= Source passage =
....
To execute a foreign decree a decree holder must move this Court in Court in terms of Order XXI, Rule 10. Section 44A of C.P.C., requires that the Court executing the decree must issue notice to the judgment debtor in terms of Order XXI, Rule 22 of the Code of Civil Procedure. In terms of Order XXI, Rule 2(2) the judgment debtor can also inform the Court if any payment or adjustment has been made and apply to the Court to issue notice to the decree holder to show cause why such payment or adjustment should not be recorded as certified. Order XXI, Rule 2 also provides that no payment or adjustment shall be recorded at the instance of the judgment debtor unless the payment is made in terms of Order XXI, Rule 1 or the payment or adjustment is proved by documentary evidence or the payment or adjustment is admitted by or on behalf of the decree holder. Payment or adjustment which has not been certified or recorded as aforesaid cannot be recognized by any Court executing the decree. In the back ground of the aforesaid provisions the present notice can be considered.

3. In the application for execution, the decree holder has set out that a writ of summons dated 1st December 1995 was duly served by personal service on the defendant (judgment debtor) on 4th January 1996. The first defendant acknowledged service on 24th January 1996. The 1st defendant who is the judgment debtor herein gave notice of his intention to defend the suit. The High Court of Justice, Queen''s Bench Division thereafter under Order 14, Rule 3 ordered that judgment as provided be entered against judgment debtor (defendant No. 1) in a sum of Pounds 1, 278,153.91 plus costs to be taxed if not agreed. On 16th June 1997 certificate was issued by the Master of the Queen''s Bench Division inter alia certifying that a writ of summons was duty served upon the defendant and that no objection was raised to the jurisdiction of the Court and the judgment was obtained for the amount as set out above plus costs. It is then averred that the Master of the Queen''s Bench Division of the Supreme Court of England and Wales has issued certificate on 16th June 1997 certifying that the judgment dated 3rd July 1996 for the amount set out hereinabove remained wholly unsatisfied. It is pointed out in para 10 that the said judgment has remained wholly unsatisfied till date. It is then explained that a fresh certificate confirming that the judgment is wholly unsatisfied till date has not been applied for as the costs for the same would have to be borne again in precious foreign exchange. It is then pointed out that in the event this Court so directs, the plaintiff will request their solicitors in England to obtain the same. In these circumstances it is pointed out that this Court be pleased to take on file the certified copy of the judgment dated 3rd July 1996 along with copies of the certificates and other papers annexed thereto and issue the execution processes as prayed for in the execution application under Order XXI, Rule 11(2) of the Code of Civil Procedure.
....
Collected data:
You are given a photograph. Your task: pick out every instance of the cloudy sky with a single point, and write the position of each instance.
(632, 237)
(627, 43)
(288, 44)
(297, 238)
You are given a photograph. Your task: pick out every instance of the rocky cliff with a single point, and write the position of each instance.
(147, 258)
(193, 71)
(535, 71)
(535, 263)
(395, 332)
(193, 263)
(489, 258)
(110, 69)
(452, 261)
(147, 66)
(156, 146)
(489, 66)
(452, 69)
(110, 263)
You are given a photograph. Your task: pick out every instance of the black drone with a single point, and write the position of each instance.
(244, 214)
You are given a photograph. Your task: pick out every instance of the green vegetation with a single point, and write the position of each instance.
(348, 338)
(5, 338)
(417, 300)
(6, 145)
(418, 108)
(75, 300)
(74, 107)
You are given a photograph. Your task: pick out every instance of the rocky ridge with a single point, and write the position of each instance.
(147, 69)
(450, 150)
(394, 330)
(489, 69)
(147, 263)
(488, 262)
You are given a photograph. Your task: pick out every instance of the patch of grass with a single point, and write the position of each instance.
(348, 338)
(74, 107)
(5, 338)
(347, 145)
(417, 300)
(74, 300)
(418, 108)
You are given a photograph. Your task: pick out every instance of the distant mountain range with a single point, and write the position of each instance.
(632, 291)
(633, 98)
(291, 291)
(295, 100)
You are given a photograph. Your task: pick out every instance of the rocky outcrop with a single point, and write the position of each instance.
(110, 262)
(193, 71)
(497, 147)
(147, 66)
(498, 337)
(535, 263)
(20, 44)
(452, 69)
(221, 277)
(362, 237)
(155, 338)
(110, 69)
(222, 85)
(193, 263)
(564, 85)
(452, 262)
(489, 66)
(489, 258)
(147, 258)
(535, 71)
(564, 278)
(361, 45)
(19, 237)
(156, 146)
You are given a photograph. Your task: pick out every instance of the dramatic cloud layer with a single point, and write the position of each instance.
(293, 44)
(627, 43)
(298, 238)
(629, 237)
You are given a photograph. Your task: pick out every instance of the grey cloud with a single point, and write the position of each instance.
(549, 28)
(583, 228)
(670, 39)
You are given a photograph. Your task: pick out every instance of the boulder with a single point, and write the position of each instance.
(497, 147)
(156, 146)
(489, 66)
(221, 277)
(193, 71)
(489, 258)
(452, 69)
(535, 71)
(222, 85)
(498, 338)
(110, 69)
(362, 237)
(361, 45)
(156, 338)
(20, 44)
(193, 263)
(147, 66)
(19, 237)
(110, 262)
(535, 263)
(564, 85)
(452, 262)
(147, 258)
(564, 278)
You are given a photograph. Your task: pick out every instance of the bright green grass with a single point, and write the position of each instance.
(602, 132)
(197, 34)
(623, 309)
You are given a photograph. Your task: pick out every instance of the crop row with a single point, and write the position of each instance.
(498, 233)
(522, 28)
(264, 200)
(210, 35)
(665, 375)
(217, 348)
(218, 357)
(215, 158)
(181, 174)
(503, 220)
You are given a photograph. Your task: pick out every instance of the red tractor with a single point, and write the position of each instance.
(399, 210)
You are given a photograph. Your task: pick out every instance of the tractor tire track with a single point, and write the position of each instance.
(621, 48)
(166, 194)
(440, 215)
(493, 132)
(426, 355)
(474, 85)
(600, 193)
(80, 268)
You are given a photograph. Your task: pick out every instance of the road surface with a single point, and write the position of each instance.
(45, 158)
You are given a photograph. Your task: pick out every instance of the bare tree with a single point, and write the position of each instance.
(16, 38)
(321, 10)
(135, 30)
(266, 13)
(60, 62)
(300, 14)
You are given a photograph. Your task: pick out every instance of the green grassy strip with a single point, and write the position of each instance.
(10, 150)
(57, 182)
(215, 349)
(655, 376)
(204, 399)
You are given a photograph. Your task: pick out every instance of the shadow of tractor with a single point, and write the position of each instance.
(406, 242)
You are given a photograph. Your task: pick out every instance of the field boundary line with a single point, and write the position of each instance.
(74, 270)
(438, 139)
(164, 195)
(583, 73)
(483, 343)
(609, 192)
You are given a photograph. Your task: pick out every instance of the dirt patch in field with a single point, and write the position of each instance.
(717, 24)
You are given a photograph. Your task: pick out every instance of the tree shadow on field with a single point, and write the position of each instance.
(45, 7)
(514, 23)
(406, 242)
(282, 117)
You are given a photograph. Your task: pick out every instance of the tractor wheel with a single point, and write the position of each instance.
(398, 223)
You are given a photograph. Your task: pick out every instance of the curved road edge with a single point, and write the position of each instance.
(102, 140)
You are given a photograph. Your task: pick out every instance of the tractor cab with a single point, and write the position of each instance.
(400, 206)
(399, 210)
....
= Job =
Answer these questions from the foreign decree passage:
(a) Under which order and rule must a decree holder move the Court to execute a foreign decree?
(b) On what date did the first defendant acknowledge service?
(c) Why has a fresh certificate confirming the judgment is wholly unsatisfied not been applied for?
The collected data has nothing to do with the foreign decree passage.

= Right answer =
(a) Order XXI, Rule 10.
(b) 24th January 1996.
(c) The costs for it would have to be borne again in precious foreign exchange.